- What you need to do -
Copy the entries character for character.

[Data entries]
■ ■ ■ ■ ■
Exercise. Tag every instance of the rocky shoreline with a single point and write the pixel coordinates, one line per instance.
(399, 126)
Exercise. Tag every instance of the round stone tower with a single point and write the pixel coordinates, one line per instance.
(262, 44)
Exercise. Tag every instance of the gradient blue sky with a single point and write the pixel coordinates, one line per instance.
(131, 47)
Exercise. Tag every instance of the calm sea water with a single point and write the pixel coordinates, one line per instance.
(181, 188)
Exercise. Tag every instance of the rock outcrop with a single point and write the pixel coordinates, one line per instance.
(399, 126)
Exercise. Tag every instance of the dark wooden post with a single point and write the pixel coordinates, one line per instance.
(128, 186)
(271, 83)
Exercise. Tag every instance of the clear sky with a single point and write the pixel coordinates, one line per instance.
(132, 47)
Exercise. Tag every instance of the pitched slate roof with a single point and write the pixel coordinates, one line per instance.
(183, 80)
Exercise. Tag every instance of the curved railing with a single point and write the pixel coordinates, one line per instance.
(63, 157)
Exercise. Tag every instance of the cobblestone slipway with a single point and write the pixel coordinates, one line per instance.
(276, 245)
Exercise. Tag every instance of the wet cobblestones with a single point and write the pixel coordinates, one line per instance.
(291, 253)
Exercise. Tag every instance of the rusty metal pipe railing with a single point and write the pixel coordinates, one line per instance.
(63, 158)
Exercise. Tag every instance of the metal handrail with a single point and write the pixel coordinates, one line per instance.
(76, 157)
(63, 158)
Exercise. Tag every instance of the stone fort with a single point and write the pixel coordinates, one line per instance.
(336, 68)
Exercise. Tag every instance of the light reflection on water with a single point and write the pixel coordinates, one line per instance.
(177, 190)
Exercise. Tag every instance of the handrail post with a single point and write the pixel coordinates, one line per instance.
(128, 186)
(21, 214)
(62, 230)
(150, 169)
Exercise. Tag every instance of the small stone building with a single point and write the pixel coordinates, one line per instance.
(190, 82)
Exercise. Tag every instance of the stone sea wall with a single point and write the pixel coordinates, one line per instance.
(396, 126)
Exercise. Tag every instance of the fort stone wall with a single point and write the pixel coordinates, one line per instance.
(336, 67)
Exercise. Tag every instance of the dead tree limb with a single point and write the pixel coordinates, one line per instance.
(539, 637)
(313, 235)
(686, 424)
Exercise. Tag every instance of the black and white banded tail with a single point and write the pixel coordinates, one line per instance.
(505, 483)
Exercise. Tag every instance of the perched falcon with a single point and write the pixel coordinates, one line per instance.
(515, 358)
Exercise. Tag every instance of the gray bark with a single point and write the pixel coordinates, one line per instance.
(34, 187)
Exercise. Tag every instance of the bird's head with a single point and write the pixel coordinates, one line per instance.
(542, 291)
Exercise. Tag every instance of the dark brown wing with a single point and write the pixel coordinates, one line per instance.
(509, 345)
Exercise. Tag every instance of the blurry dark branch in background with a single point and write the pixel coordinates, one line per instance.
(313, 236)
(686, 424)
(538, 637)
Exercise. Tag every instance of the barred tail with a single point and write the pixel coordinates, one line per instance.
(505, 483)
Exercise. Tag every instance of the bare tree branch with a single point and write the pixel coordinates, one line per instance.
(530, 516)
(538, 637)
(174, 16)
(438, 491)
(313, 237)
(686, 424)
■ ■ ■ ■ ■
- Task response -
Exercise. Tag every instance of the rocky shoreline with a single point and write the pixel coordinates, one line per instance.
(399, 126)
Exercise. Tag every instance of the round stone tower with a single point and write the pixel coordinates, one line per instance.
(262, 44)
Exercise. Tag every instance of the gradient blue sky with a single point and write the pixel coordinates, one line per instance.
(131, 47)
Exercise. Tag every instance of the calm sea water with a single point and write the pixel coordinates, one line per instance.
(181, 188)
Exercise. Tag every instance of the rock outcrop with a single point and write the pixel coordinates, one line per instance.
(399, 126)
Exercise. Tag every instance of the dark wooden post with a single point and write the pixel coordinates, one line per instance.
(128, 186)
(271, 83)
Exercise. Tag every instance of the clear sky with a single point and write the pixel coordinates, one line per instance.
(132, 47)
Exercise. Tag every instance of the pitched slate roof with a single point and write the pixel coordinates, one line per instance.
(183, 80)
Exercise. Tag every instance of the curved railing with a single point and write the pixel coordinates, one line per instance.
(63, 157)
Exercise. Tag every instance of the cobblestone slipway with a single point and write the pixel coordinates, one line per instance.
(276, 245)
Exercise. Tag every instance of the wet cobblestones with a single point and write the pixel coordinates, one line per instance.
(291, 253)
Exercise. Tag every instance of the rusty metal pipe railing with a single point and write the pixel coordinates, one line per instance.
(63, 158)
Exercise. Tag every instance of the metal handrail with a single point and write the pixel coordinates, one line per instance.
(76, 157)
(63, 158)
Exercise. Tag every instance of the stone fort with a single point and write the pixel coordinates, one line per instance.
(336, 68)
Exercise. Tag every instance of the light reflection on water with a single point and write the pixel coordinates, one line per instance.
(177, 190)
Exercise. Tag every instance of the handrail post with a single point and write the pixel coordinates, one line per instance.
(128, 186)
(21, 214)
(62, 230)
(150, 169)
Exercise. Tag every instance of the small stone building with a single point and write the pixel coordinates, one line per instance.
(190, 82)
Exercise. Tag every instance of the stone sea wall with a single point and write the pixel coordinates, one line per instance.
(396, 126)
Exercise. Tag every instance of the fort stone wall with a single point and write the pixel coordinates, one line per instance.
(336, 67)
Exercise. Tag every instance of the dead tree limb with a single point and write the pixel coordinates, one line per instance.
(539, 637)
(313, 235)
(686, 424)
Exercise. Tag every instance of the black and white banded tail with a single point and write the pixel coordinates, one line per instance.
(505, 483)
Exercise. Tag every instance of the perched falcon with a single point and write the pixel coordinates, one line per instance.
(515, 358)
Exercise. Tag every instance of the gray bark with a single point and write the pixel coordinates, one line per instance.
(34, 187)
Exercise. Tag every instance of the bird's head with a single point and write the pixel coordinates, one line per instance.
(542, 291)
Exercise. Tag every instance of the dark brown wing with a single point and write the pixel coordinates, one line per instance.
(509, 345)
Exercise. Tag every instance of the blurry dark branch in background with a single point and write the pixel coordinates, one line per instance.
(313, 236)
(686, 424)
(538, 637)
Exercise. Tag every instance of the barred tail with a single point and write the pixel coordinates, one line per instance.
(505, 483)
Exercise. Tag every instance of the bare tree branch with a single point and write the pixel coordinates, one line per instance.
(530, 516)
(538, 637)
(174, 16)
(438, 491)
(313, 237)
(686, 424)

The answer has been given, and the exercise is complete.